_TO BE DONE_
Format the entries below as a JSON list of strings, one string per line, skipping blank lines and leaving out the pictures.
- - - -
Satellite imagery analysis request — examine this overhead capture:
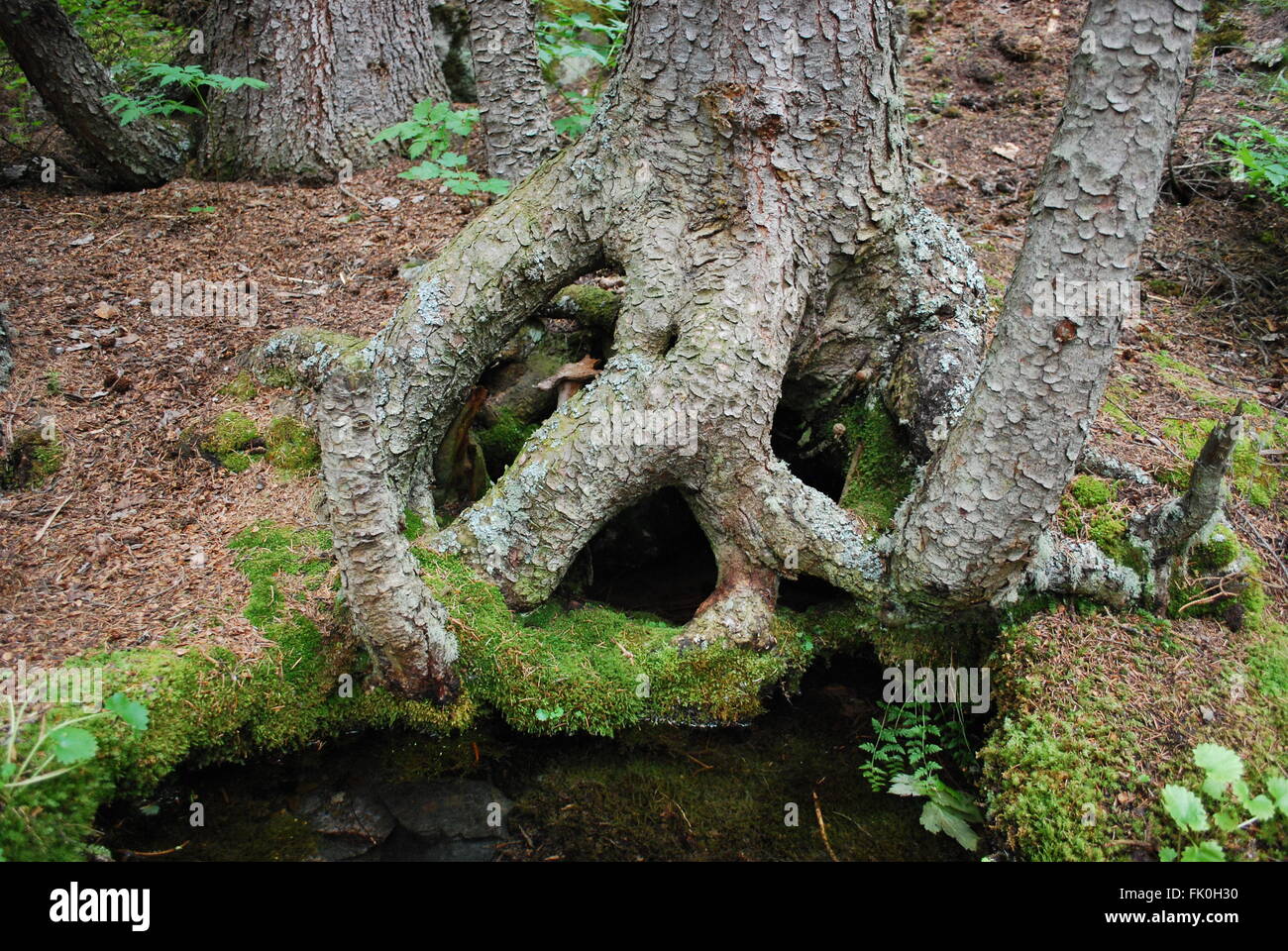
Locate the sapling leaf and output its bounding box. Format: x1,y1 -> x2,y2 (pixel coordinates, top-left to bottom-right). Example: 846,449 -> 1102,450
49,727 -> 98,766
1163,785 -> 1208,832
1181,839 -> 1225,862
103,693 -> 149,731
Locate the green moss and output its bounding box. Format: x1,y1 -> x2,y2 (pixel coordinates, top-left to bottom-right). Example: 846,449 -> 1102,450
1158,419 -> 1288,508
198,410 -> 259,473
1069,476 -> 1118,509
1057,476 -> 1147,578
0,429 -> 63,488
265,416 -> 322,472
550,283 -> 622,329
1102,373 -> 1149,436
980,612 -> 1288,861
841,402 -> 913,528
0,522 -> 886,860
403,509 -> 425,541
219,370 -> 259,402
1145,277 -> 1185,297
1171,524 -> 1270,627
474,408 -> 537,473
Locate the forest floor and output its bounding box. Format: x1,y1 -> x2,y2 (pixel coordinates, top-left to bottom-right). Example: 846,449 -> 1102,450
0,0 -> 1288,824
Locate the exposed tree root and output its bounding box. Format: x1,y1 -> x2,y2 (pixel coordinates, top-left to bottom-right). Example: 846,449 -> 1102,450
248,0 -> 1205,694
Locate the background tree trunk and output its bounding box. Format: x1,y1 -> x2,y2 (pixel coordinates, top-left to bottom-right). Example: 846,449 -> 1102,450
201,0 -> 450,181
266,0 -> 1220,690
896,0 -> 1202,601
0,0 -> 185,189
469,0 -> 559,181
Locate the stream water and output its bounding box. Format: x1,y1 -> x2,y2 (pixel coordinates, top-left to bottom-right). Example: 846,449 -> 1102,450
98,652 -> 971,861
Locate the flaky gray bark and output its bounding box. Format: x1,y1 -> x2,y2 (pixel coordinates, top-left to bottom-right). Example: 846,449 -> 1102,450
254,0 -> 1226,695
894,0 -> 1201,600
316,369 -> 456,701
201,0 -> 450,181
0,0 -> 185,189
469,0 -> 559,181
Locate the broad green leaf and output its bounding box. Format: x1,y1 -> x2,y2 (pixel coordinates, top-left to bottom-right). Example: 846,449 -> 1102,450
930,780 -> 984,822
1245,796 -> 1275,822
49,727 -> 98,766
890,773 -> 926,796
1194,744 -> 1243,792
1266,776 -> 1288,815
921,801 -> 979,852
1163,785 -> 1208,832
1181,839 -> 1225,862
1212,808 -> 1243,832
103,693 -> 149,729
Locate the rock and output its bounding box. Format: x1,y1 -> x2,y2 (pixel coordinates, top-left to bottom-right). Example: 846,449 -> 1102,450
381,780 -> 511,839
993,30 -> 1044,63
295,789 -> 396,862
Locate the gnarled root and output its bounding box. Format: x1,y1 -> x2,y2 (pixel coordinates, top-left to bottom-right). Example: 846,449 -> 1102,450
317,372 -> 456,702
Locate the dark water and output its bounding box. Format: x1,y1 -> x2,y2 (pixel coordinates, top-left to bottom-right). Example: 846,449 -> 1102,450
98,652 -> 975,861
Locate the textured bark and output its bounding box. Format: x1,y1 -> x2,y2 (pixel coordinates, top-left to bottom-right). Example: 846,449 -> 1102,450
894,0 -> 1201,601
201,0 -> 450,181
317,371 -> 456,701
1132,403 -> 1243,608
0,0 -> 187,189
469,0 -> 559,181
268,0 -> 1207,686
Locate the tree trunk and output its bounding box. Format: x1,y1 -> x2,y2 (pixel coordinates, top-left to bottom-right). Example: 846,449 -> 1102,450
201,0 -> 450,181
0,0 -> 185,189
896,0 -> 1202,601
469,0 -> 559,181
254,0 -> 1220,695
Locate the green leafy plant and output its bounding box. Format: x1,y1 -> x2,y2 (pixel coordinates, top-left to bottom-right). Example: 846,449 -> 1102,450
0,693 -> 149,792
537,0 -> 630,72
537,0 -> 630,139
1216,116 -> 1288,205
859,702 -> 984,852
1158,744 -> 1288,862
890,775 -> 984,852
373,99 -> 510,194
103,63 -> 268,125
551,89 -> 597,139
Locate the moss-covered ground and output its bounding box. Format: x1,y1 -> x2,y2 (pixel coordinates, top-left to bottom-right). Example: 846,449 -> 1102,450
0,523 -> 862,860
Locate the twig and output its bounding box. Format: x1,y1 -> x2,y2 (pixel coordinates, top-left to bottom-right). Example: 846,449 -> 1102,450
810,789 -> 841,862
121,839 -> 192,858
1105,397 -> 1190,463
336,184 -> 374,211
33,496 -> 72,544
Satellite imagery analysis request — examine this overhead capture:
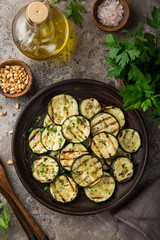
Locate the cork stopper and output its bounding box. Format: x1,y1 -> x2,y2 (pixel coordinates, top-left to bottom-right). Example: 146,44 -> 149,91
26,1 -> 48,24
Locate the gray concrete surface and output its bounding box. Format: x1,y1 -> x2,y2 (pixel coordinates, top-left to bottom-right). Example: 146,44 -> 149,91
0,0 -> 160,240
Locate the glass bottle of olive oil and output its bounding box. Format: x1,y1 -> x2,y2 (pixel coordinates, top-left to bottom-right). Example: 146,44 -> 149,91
12,0 -> 69,60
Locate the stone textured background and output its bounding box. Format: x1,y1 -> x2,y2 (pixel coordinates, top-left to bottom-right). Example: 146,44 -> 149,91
0,0 -> 160,240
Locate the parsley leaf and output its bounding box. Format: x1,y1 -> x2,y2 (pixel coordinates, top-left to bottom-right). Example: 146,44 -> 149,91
104,7 -> 160,127
66,0 -> 87,27
0,202 -> 10,239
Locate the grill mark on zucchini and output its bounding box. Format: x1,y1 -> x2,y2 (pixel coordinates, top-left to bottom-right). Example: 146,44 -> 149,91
32,142 -> 41,149
54,184 -> 65,202
105,133 -> 117,151
92,139 -> 104,158
49,101 -> 54,121
68,117 -> 88,140
65,176 -> 74,191
92,117 -> 112,128
29,130 -> 39,143
79,176 -> 101,187
64,95 -> 69,116
68,129 -> 79,141
77,116 -> 89,128
72,159 -> 89,172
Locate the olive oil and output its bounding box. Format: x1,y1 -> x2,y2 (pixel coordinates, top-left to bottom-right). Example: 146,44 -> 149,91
13,1 -> 69,60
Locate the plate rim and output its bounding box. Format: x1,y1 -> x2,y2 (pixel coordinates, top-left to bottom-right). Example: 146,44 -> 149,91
11,78 -> 148,216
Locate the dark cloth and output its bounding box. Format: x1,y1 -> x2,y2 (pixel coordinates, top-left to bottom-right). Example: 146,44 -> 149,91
114,179 -> 160,240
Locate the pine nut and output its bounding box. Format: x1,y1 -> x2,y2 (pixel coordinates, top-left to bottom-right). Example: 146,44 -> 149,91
8,130 -> 13,134
0,65 -> 29,94
0,112 -> 6,116
16,103 -> 20,109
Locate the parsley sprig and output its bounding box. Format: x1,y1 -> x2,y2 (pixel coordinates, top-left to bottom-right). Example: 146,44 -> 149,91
0,202 -> 10,240
52,0 -> 87,27
104,7 -> 160,127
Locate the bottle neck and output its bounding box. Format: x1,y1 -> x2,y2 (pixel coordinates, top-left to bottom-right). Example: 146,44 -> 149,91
26,0 -> 52,30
- - - -
_EXERCISE OUTPUT_
[
  "Satellite imagery analysis request — examine this overhead capture:",
  "Locate the sapling leaf and output its bounding box. Format: x1,y1 -> x2,y2 (pixel coordinates, top-left to bottom-right). Example: 846,449 -> 1102,450",
  "49,727 -> 98,766",
  "1163,785 -> 1208,832",
  "1181,839 -> 1225,862",
  "103,693 -> 149,731",
  "Locate the green moss and output its bounding box. Format: x1,y1 -> x2,y2 (pixel coordinates, top-left to bottom-right). Example: 846,449 -> 1102,450",
  "1158,419 -> 1288,508",
  "198,410 -> 259,473",
  "1069,476 -> 1118,509",
  "1057,476 -> 1147,578",
  "0,429 -> 63,488",
  "265,416 -> 322,472",
  "550,283 -> 622,329",
  "1102,373 -> 1149,436",
  "980,612 -> 1288,861",
  "841,402 -> 913,528",
  "0,522 -> 886,860",
  "403,509 -> 425,541",
  "219,370 -> 259,402",
  "1145,277 -> 1185,297",
  "1171,524 -> 1270,627",
  "474,408 -> 537,473",
  "Locate the forest floor and output its bounding box. Format: x1,y1 -> x2,y2 (pixel coordinates, top-left to bottom-right). Example: 846,449 -> 1102,450",
  "0,0 -> 1288,824",
  "Locate the exposed tree root and output its bounding box. Format: x1,y1 -> x2,y2 (pixel coordinates, top-left to bottom-right). Example: 846,449 -> 1102,450",
  "248,0 -> 1205,694",
  "Locate the background tree trunk and output its bounding box. Format: x1,y1 -> x2,y2 (pixel coordinates, top-left to bottom-right). Example: 846,449 -> 1102,450",
  "201,0 -> 450,181",
  "266,0 -> 1220,690",
  "896,0 -> 1202,601",
  "0,0 -> 185,189",
  "469,0 -> 559,181",
  "Locate the stream water and output its bounding box. Format: x1,y1 -> x2,y2 (pixel coordinates, top-left to bottom-right). Example: 846,449 -> 1102,450",
  "98,652 -> 971,861",
  "Locate the flaky gray bark and output its bounding box. Format: x1,y1 -> x2,y2 (pixel coordinates, top-left to bottom-right). Example: 846,449 -> 1102,450",
  "254,0 -> 1226,695",
  "894,0 -> 1201,600",
  "316,369 -> 456,701",
  "201,0 -> 450,181",
  "0,0 -> 185,189",
  "469,0 -> 559,181",
  "Locate the broad green leaf and output its bounding box. Format: x1,y1 -> x2,y2 (pixel coordinates, top-left to bottom-right). Example: 846,449 -> 1102,450",
  "930,780 -> 984,822",
  "1245,796 -> 1275,822",
  "49,727 -> 98,766",
  "890,773 -> 926,796",
  "1194,744 -> 1243,792",
  "1266,776 -> 1288,815",
  "921,801 -> 979,852",
  "1163,785 -> 1208,832",
  "1181,839 -> 1225,862",
  "1212,808 -> 1243,832",
  "103,693 -> 149,729",
  "Locate the rock and output its bounding box. Format: x1,y1 -> x2,y2 (pixel coordinates, top-left to bottom-right). Example: 846,449 -> 1102,450",
  "381,780 -> 511,839",
  "993,30 -> 1044,63",
  "295,789 -> 396,862",
  "Locate the gnarled root and output its bounding box. Format: x1,y1 -> x2,y2 (pixel coordinates, top-left to bottom-right). Example: 846,449 -> 1102,450",
  "317,372 -> 456,702",
  "Locate the dark water and output its bounding box. Format: x1,y1 -> x2,y2 (pixel coordinates, top-left to bottom-right). Example: 846,449 -> 1102,450",
  "98,652 -> 975,861",
  "Locate the textured bark and output its bounding box. Format: x1,y1 -> x2,y2 (pixel coordinates, top-left to bottom-right). Example: 846,449 -> 1102,450",
  "894,0 -> 1201,601",
  "201,0 -> 450,181",
  "317,371 -> 456,701",
  "1132,403 -> 1243,608",
  "0,0 -> 187,189",
  "469,0 -> 559,181",
  "268,0 -> 1207,686",
  "Locate the tree trunk and output its bounding box. Format: x1,y1 -> x2,y2 (pixel coordinates, top-left to bottom-right). Example: 846,449 -> 1102,450",
  "201,0 -> 450,181",
  "0,0 -> 185,189",
  "896,0 -> 1202,601",
  "469,0 -> 559,181",
  "254,0 -> 1220,695",
  "Locate the green leafy plant and output its bounding box. Format: x1,y1 -> x2,y2 (pixel coordinates, top-left to bottom-right). Example: 846,449 -> 1102,450",
  "0,693 -> 149,792",
  "537,0 -> 630,72",
  "537,0 -> 630,139",
  "1216,116 -> 1288,205",
  "859,702 -> 984,852",
  "1158,744 -> 1288,862",
  "890,775 -> 984,852",
  "373,99 -> 510,194",
  "103,63 -> 268,125",
  "551,89 -> 597,139",
  "Locate the moss-covered ground and output its bounding box. Format: x1,y1 -> x2,y2 (pixel coordinates, top-left to bottom-right). Example: 846,449 -> 1102,450",
  "0,523 -> 862,860",
  "Locate the twig and output its bounding box. Format: x1,y1 -> x2,y2 (pixel coordinates, top-left to bottom-right). Example: 846,449 -> 1102,450",
  "810,789 -> 841,862",
  "121,839 -> 192,858",
  "1105,397 -> 1190,463",
  "336,184 -> 374,211",
  "33,496 -> 72,544",
  "Satellite imagery analysis request — examine this overhead capture:",
  "Locate the cork stopper and output its bounding box. Format: x1,y1 -> x2,y2 (pixel coordinates, top-left to bottom-right). Example: 146,44 -> 149,91",
  "26,1 -> 48,24",
  "Locate the gray concrete surface and output its bounding box. Format: x1,y1 -> x2,y2 (pixel coordinates, top-left to bottom-right). Example: 146,44 -> 149,91",
  "0,0 -> 160,240",
  "Locate the glass bottle of olive oil and output its bounding box. Format: x1,y1 -> x2,y2 (pixel coordinates, top-left to bottom-right). Example: 146,44 -> 149,91",
  "12,0 -> 69,60",
  "Locate the stone textured background and output its bounding box. Format: x1,y1 -> x2,y2 (pixel coordinates, top-left to bottom-right). Example: 146,44 -> 149,91",
  "0,0 -> 160,240",
  "Locate the parsley leaf and output its bounding box. Format: x1,y1 -> x2,y2 (pixel coordinates, top-left to bottom-right). Example: 146,44 -> 149,91",
  "104,7 -> 160,127",
  "66,0 -> 87,27",
  "0,202 -> 10,239",
  "Locate the grill mark on zucchini and output its bounding box. Format: x1,y1 -> x2,y2 (pixel coordinates, top-left to bottom-right). Example: 146,44 -> 149,91",
  "32,142 -> 41,149",
  "54,184 -> 65,202",
  "105,133 -> 117,151",
  "92,139 -> 104,158",
  "49,101 -> 54,121",
  "68,117 -> 88,140",
  "65,176 -> 74,191",
  "92,117 -> 112,128",
  "29,130 -> 39,143",
  "79,176 -> 101,187",
  "64,95 -> 69,116",
  "68,129 -> 79,141",
  "77,116 -> 89,128",
  "72,159 -> 89,172",
  "Locate the olive oil and output its bounding box. Format: x1,y1 -> x2,y2 (pixel coordinates, top-left to bottom-right). Example: 146,44 -> 149,91",
  "13,1 -> 69,60",
  "Locate the plate rim and output its bounding box. Format: x1,y1 -> x2,y2 (pixel coordinates, top-left to bottom-right). Example: 146,44 -> 149,91",
  "11,78 -> 148,216",
  "Locate the dark cloth and output its bounding box. Format: x1,y1 -> x2,y2 (pixel coordinates, top-left to bottom-right). Example: 146,44 -> 149,91",
  "114,179 -> 160,240",
  "Locate the pine nut and output its bounding box. Format: x1,y1 -> x2,y2 (pixel coordinates, top-left to bottom-right). Example: 146,44 -> 149,91",
  "8,130 -> 13,134",
  "0,65 -> 29,94",
  "0,112 -> 6,116",
  "16,103 -> 20,109",
  "Locate the parsley sprig and output its bounding box. Format: x1,y1 -> x2,y2 (pixel coordinates, top-left to bottom-right). Example: 146,44 -> 149,91",
  "0,202 -> 10,240",
  "52,0 -> 87,27",
  "104,7 -> 160,127",
  "Locate the bottle neck and output its bounding box. Format: x1,y1 -> x2,y2 (pixel coordinates, top-left to bottom-right). Example: 146,44 -> 149,91",
  "26,0 -> 52,30"
]